▶ Your task
Write the next lines of the Keras notebook on the 20 Newsgroups data, picking up right after its last line of code.

▶ Source text
★ ★ ★ ★

In [1]:
import sys
sys.path.append("..")

In [2]:
import bytelevel

In [3]:
from keras.preprocessing.sequence import pad_sequences

Using TensorFlow backend.


In [4]:
from sklearn.datasets import fetch_20newsgroups
from pprint import pprint
import numpy as np

In [5]:
from keras.layers import Embedding, Conv1D, Input, GRU, LSTM, Bidirectional, Dense
from keras.models import Model

In [6]:
r = np.random.RandomState(42)

In [7]:
r = np.random.RandomState(42)

def random_chop(s, r, m):
    n = len(s)
    if n <= m:
        return s
    k = r.randint(n - m)
    s = s[k:]
    return s[:m]

In [8]:
train = fetch_20newsgroups(subset='train')
test = fetch_20newsgroups(subset='test')

In [9]:
max_len = 50

def dataset(x):
    x = [random_chop(s, r, max_len + 1) for s in x]
    x = bytelevel.encode(x)
    x = pad_sequences(x, max_len + 1)
    return x

x_train = dataset(train['data'])
x_test = dataset(test['data'])
x_test = x_test[:2000]

In [33]:
class EmbeddingHyper(object):
    def __init__(self, vocab_size, embedding_dim):
        self.vocab_size = vocab_size
        self.embedding_dim = embedding_dim
        
    @staticmethod
    def Random(r):
        embedding_dim = r.choice([2 ** i for i in range(4, 10)])

★ ★ ★ ★

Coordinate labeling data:
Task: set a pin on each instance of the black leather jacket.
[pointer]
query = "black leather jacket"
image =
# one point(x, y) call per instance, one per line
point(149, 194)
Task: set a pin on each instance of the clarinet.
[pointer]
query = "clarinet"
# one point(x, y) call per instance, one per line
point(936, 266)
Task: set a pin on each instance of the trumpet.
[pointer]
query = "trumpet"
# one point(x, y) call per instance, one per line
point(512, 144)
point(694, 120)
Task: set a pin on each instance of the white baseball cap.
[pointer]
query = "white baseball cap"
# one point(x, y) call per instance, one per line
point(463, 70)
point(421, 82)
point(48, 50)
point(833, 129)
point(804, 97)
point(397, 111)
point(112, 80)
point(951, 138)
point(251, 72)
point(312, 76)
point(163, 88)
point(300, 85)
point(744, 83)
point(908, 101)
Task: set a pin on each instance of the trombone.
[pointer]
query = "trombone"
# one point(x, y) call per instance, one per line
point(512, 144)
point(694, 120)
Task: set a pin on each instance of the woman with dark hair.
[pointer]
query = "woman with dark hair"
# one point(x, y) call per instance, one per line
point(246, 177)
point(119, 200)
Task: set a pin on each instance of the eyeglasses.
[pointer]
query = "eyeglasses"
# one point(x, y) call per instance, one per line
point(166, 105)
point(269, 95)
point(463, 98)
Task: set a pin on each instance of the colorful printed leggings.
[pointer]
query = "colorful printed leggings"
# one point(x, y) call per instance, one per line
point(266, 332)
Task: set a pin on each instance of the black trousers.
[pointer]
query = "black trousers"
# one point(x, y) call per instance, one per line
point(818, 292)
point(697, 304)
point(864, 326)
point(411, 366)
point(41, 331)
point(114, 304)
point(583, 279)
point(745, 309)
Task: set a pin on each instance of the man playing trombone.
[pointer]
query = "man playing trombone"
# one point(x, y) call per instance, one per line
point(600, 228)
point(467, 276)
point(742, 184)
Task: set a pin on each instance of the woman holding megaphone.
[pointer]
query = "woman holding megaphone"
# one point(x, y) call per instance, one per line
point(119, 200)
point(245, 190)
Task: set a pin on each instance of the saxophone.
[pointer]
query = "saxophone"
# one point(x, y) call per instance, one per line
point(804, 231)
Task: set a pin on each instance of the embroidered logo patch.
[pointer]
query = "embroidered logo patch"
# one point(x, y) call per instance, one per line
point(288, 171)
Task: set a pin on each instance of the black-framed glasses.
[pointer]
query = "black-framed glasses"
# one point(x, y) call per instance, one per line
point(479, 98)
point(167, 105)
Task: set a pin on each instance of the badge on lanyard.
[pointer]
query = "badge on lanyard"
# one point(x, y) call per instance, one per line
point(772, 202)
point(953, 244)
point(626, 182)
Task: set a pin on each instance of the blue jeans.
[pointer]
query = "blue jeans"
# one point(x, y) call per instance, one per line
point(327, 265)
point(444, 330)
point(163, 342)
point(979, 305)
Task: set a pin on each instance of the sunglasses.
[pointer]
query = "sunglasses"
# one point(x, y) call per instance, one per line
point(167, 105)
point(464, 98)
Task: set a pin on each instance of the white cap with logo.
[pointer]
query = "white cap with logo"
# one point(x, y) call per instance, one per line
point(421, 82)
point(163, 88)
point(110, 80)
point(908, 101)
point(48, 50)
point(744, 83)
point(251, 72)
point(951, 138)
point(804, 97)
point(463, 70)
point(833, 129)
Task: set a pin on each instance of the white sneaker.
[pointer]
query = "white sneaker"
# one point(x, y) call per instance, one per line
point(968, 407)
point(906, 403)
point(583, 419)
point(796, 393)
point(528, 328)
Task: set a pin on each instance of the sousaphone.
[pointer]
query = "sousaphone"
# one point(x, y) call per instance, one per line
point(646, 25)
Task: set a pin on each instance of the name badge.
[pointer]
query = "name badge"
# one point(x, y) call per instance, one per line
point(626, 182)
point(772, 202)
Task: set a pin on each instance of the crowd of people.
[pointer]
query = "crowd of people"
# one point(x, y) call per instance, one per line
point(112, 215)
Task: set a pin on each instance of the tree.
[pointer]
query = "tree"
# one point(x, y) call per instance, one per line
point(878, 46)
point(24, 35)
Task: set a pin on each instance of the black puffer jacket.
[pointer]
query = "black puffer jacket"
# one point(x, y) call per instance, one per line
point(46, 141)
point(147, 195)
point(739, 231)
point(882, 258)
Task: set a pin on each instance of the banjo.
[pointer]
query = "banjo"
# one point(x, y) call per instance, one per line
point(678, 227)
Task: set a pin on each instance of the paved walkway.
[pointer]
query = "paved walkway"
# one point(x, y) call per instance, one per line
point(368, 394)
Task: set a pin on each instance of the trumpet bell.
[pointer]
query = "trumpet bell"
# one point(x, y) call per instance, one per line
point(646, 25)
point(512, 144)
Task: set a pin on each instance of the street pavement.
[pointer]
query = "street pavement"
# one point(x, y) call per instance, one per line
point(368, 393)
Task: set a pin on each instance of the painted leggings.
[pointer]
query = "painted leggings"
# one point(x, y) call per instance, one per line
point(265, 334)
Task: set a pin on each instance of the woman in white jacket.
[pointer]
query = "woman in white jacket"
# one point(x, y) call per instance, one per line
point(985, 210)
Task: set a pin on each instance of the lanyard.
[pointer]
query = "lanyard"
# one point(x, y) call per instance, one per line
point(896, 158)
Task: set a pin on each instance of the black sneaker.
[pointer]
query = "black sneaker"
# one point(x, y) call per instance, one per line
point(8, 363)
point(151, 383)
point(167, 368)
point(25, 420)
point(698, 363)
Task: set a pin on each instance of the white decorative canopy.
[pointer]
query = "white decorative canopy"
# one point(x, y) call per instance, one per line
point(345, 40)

★ ★ ★ ★

▶ Output of the exercise
        return EmbeddingHyper(256, embedding_dim)
        
    def display(self):
        print("embedding")
        print("vocab size=%d" % self.vocab_size)
        print("embedding dimension=%d" % self.embedding_dim)
        
    def make_layer(self, name='embedder'):
        return Embedding(self.vocab_size, 
            self.embedding_dim , name=name)
    
class ConvHyper(object):
    def __init__(self, filters, kernel_size=3, stride=2):
        self.filters = filters
        self.kernel_size = kernel_size
        self.stride = stride
        
    @staticmethod
    def Random(r):
        filters = r.choice([2 ** i for i in range(6, 10)])
        kernel_size = r.randint(4) + 2
        stride = r.randint(4) + 1
        return ConvHyper(filters, kernel_size, stride)
        
    def display(self):
        print("conv 1d")
        print("filters=%d" % self.filters)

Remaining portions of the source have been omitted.